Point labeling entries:
..............................

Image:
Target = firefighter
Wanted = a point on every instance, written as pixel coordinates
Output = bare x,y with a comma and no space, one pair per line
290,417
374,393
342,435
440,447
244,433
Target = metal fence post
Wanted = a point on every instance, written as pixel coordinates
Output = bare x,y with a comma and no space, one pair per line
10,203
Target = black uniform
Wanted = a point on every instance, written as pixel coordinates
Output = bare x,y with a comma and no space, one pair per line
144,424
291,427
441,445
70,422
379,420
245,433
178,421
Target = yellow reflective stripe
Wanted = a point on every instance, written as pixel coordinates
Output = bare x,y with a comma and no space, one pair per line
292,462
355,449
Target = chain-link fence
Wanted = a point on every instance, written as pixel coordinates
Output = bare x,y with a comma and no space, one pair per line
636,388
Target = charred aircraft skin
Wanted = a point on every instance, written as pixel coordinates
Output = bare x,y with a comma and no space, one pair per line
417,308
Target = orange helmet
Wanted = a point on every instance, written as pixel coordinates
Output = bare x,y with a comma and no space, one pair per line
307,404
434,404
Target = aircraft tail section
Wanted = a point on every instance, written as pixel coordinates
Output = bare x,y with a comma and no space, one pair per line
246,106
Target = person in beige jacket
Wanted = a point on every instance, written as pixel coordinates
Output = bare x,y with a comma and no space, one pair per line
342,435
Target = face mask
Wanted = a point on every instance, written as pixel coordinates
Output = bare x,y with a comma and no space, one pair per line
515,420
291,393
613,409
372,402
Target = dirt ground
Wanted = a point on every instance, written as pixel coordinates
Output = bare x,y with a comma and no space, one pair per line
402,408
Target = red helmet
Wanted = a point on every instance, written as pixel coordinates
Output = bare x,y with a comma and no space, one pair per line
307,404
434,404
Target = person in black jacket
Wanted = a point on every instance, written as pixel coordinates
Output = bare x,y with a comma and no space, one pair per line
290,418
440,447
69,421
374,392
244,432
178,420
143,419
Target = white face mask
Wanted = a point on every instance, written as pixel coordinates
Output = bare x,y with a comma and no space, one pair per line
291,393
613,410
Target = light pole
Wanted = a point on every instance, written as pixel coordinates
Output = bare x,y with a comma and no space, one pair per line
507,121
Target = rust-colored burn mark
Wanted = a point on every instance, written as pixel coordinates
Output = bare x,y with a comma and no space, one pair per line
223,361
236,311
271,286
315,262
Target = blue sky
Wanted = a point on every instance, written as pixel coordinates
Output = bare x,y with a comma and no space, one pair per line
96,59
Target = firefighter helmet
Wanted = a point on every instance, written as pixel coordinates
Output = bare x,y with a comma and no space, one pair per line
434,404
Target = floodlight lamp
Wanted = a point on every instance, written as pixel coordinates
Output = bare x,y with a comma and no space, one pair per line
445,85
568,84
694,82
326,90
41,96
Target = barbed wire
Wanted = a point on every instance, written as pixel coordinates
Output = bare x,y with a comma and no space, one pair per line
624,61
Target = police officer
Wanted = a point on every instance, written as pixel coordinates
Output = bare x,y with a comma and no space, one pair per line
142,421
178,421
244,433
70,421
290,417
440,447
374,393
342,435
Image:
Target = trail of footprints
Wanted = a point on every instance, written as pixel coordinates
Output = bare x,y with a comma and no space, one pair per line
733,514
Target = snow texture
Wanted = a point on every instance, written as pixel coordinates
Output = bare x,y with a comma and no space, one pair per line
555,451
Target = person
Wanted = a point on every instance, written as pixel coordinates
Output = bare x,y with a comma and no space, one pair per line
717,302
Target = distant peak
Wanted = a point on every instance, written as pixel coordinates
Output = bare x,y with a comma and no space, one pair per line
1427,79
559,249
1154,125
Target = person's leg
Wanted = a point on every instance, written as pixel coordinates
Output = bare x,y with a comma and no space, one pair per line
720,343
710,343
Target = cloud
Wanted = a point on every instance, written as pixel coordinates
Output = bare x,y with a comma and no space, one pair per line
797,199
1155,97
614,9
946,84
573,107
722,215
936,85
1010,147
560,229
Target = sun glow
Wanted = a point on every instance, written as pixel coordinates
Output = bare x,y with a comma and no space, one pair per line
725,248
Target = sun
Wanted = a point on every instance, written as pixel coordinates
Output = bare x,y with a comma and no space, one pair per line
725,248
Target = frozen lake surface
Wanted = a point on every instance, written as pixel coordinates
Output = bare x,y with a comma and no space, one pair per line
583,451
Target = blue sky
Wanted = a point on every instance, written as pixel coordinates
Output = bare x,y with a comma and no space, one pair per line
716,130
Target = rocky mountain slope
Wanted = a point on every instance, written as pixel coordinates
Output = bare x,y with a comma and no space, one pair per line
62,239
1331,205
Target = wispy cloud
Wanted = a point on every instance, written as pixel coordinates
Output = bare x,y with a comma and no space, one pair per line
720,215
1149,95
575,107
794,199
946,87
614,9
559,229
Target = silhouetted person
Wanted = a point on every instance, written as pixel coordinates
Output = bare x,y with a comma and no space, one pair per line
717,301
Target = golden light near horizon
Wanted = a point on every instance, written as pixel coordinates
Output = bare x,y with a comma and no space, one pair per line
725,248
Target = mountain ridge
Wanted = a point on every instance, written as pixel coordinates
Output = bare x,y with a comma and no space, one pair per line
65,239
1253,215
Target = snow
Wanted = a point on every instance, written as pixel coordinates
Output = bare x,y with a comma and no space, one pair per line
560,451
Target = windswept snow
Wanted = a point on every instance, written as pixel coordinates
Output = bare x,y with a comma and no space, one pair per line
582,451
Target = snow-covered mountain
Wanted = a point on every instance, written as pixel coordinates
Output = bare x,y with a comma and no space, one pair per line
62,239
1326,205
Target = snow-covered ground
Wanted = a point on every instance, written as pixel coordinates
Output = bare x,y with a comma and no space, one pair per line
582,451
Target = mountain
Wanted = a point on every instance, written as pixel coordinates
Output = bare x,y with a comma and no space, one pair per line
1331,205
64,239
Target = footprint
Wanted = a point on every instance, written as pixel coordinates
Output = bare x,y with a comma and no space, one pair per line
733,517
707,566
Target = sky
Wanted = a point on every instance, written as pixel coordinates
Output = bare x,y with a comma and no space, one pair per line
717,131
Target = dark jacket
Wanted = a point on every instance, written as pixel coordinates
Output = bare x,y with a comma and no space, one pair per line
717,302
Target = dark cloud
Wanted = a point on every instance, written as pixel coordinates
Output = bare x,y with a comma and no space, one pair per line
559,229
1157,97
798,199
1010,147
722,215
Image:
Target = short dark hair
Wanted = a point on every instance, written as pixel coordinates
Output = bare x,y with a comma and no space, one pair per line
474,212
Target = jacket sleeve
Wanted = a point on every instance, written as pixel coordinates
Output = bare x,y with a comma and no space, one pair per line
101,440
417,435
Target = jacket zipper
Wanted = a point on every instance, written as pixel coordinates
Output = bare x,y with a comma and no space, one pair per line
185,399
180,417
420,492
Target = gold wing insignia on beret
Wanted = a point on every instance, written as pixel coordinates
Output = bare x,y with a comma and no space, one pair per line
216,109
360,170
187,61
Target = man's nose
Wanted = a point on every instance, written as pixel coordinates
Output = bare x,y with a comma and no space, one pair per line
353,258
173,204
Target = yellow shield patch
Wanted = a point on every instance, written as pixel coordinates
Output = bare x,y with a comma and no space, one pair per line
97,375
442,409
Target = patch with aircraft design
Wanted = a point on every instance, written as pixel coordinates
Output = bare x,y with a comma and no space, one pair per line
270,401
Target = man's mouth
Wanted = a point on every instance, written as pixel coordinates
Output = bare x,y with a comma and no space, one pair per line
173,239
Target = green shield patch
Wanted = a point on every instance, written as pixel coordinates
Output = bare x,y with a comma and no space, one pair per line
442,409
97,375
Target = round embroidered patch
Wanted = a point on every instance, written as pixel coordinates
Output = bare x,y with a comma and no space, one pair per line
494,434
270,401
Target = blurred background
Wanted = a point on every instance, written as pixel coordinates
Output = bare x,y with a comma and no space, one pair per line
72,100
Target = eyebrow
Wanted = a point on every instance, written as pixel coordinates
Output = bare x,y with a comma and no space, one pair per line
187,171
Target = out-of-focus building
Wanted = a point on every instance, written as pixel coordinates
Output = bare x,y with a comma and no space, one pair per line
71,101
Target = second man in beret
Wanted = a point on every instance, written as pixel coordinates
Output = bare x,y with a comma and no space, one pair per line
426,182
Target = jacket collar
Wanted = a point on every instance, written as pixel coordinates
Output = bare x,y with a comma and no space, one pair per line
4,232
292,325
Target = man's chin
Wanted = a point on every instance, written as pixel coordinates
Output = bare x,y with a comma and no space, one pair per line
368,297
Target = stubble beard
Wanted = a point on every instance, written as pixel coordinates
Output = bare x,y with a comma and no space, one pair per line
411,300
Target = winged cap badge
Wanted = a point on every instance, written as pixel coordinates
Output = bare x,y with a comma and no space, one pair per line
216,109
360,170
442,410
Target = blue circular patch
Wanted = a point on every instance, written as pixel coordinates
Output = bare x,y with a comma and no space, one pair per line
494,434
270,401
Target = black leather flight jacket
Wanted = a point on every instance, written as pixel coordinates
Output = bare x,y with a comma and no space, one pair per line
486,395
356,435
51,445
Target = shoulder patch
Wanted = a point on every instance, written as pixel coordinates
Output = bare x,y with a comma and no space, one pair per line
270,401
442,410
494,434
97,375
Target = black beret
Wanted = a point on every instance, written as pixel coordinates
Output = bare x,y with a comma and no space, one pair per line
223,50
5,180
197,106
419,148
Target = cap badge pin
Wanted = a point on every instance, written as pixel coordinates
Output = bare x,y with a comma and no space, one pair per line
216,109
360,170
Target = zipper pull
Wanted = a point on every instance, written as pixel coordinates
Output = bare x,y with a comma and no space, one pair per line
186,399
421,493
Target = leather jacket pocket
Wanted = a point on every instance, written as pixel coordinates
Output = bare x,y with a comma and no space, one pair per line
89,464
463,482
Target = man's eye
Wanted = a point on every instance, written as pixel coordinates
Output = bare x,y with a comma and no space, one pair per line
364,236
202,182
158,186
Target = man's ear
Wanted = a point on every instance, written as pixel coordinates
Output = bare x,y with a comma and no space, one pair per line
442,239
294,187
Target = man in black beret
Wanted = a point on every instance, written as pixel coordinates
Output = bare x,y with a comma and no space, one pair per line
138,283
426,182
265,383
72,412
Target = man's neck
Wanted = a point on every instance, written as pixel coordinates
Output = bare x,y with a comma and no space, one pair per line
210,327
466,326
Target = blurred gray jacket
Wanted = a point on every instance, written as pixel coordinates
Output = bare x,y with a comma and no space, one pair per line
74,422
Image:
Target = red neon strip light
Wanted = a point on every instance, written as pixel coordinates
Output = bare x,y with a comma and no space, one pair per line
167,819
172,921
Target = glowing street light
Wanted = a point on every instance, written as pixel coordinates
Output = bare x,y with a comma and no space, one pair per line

..............................

Retype the lines above exactly, starting with the line that contains "Target = man's eye" and going on through the end of the entries.

Target = man's eye
Wanted = a point on every instance, written as pixel coordinates
Output = bare x,y with a comma and no space, one pair per line
364,236
202,182
158,186
Target = man's ear
Wanted = a point on every instance, written as pixel coordinates
Output = bare x,y with a comma and no space, one pair per line
442,239
294,187
Target = man in black beret
Wanted = a point on every instance, written as pixel coordinates
Output = bare x,y with a comma and no space, one pair per line
138,283
426,182
265,383
72,412
Target = man's neck
Wanted = a point on every instance, written as pixel coordinates
Output = bare x,y with a comma and no space, one pair per line
210,327
466,326
Target = blurred gray jacket
Wanted = a point on every instance, written as pixel coordinates
Output = bare x,y with a comma and no space, one pair per line
74,422
Image:
Target = red neon strip light
Wanted = a point on every instance, written as pixel coordinates
Output = bare x,y with a comma and no space, one pair per line
167,819
172,921
Target = glowing street light
Wanted = a point on every instance, written as pixel coordinates
Output = bare x,y with a comma and no space, one pair per line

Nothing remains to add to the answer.